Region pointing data
========
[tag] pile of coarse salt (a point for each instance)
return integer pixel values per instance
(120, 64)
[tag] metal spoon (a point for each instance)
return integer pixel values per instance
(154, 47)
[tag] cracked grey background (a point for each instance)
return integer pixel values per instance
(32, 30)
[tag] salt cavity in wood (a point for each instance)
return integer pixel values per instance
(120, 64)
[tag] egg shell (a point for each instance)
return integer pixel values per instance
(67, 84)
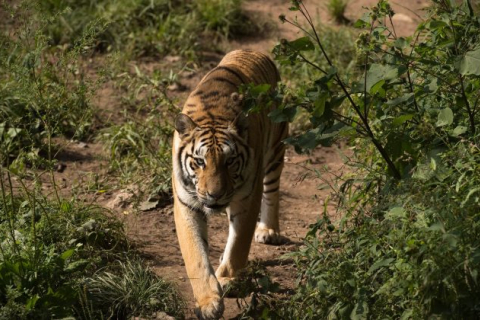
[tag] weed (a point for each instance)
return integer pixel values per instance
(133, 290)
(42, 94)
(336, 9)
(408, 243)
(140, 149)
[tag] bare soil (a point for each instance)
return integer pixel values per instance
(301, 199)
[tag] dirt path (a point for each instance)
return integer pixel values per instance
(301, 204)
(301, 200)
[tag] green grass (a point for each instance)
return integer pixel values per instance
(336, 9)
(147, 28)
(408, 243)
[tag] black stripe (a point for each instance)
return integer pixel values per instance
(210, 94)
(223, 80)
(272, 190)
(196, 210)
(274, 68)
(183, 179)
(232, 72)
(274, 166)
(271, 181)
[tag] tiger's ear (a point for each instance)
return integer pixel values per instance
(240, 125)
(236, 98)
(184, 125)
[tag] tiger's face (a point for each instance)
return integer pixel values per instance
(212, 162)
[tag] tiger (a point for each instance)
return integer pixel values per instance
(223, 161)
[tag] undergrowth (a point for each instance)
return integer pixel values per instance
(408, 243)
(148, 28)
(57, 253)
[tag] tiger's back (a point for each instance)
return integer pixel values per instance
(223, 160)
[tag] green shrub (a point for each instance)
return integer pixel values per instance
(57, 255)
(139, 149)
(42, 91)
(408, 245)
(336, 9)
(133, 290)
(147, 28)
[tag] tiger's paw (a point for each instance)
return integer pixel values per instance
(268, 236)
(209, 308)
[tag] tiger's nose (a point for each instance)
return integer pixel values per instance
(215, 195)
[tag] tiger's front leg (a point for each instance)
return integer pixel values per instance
========
### Problem to work on
Please copy every line in the entries where "green" appears.

### Solution to this task
[tag] green grass (a point for each instance)
[tag] green shrub (a point for each instance)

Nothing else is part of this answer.